*Supplied passage*.
————————
- Born: 1969 (age 56–57) Jerusalem
- Occupation: Documentary filmmaker

= Tali Shemesh =

Israeli documentary filmmaker

Tali Shemesh (Hebrew: טלי שמש; born in 1969) is an Israeli documentary filmmaker.

== Biography ==
Shemesh was born in Jerusalem. She graduated from Sam Spiegel film school.

She then directed dozens of investigative and documentary television programs, including Uvda with Ilana Dayan. In 1999, she directed her first documentary film, Hashmena Vehayafa (Fat and Beautiful) for Channel 8.

In 2004, she directed the film Zahav Lavan Avoda Shchora (White Gold Black Work), which deals with the exploitation of outsourced workers at the Dead Sea Works. The film roused a public outcry.

In 2008, she directed the full-length documentary The Cemetery Club, about s a group of elderly Holocaust survivors who immigrated to Israel from Poland and meet every week for the last 20 years in the cemetery on Mount Herzl, and hold a meeting there that includes discussions and reading their writings. The film opened the DocAviv documentary film festival, to rave reviews, and became the most successful Israeli documentary film ever. Shemesh won the Most Promising Director award at the festival, and the film also won Best Cinematography. The Cemetery Club won the Israeli Film Academy (Ophir Award) Best Film award, the Mayor of Tel Aviv Award, the White Dove Award at the Leipzig International Documentary Film Festival, and Best Documentary awards at the Shanghai International Film Festival. It was nominated for a European Academy of Film award.

In 2016, Shemesh co-directed the film Death in the Terminal with Asaf Sudri. The film follows the events of the Beersheva bus station shooting, during which an Eritrean refugee, Habtoum Zarhoum, was killed by an angry mob, following an attack on the bus station. The film won several awards at DocAviv, including Best Film.
————————
(Collected data)

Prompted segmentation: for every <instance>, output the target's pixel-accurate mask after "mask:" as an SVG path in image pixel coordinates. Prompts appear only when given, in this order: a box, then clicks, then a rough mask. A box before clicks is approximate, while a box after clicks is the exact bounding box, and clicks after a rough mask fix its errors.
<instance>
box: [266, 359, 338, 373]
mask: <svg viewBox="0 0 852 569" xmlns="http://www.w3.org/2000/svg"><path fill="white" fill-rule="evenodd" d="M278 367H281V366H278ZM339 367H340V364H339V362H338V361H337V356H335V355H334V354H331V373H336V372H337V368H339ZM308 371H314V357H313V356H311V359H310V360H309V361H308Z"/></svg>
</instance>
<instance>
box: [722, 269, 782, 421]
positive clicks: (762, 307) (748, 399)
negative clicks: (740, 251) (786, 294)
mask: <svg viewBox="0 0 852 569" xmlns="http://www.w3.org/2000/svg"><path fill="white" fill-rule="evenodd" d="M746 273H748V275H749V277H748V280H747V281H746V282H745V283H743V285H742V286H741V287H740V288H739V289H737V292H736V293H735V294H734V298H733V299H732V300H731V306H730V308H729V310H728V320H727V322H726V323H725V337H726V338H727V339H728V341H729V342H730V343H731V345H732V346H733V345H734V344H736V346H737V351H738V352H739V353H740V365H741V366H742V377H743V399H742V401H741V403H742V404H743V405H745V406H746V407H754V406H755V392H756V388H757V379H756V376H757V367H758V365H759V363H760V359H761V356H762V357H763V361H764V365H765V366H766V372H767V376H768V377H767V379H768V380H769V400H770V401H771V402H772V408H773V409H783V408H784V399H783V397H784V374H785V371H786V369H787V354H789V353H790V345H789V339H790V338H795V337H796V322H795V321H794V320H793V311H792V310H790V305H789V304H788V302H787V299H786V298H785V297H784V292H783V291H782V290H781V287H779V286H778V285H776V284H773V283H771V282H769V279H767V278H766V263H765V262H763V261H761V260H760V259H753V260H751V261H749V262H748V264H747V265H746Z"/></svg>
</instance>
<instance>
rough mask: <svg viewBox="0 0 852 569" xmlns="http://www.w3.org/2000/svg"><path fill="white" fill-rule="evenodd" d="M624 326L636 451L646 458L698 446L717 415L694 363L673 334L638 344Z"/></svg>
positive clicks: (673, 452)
————————
*Task description*.
Answer these questions from the Tali Shemesh biography:
(a) From which film school did Shemesh graduate?
(b) Whose exploitation at the Dead Sea Works does the 2004 film deal with?
(c) With whom did Shemesh co-direct Death in the Terminal?
Rely only on the Tali Shemesh biography.

*Answer space*.
(a) Sam Spiegel film school
(b) Outsourced workers
(c) Asaf Sudri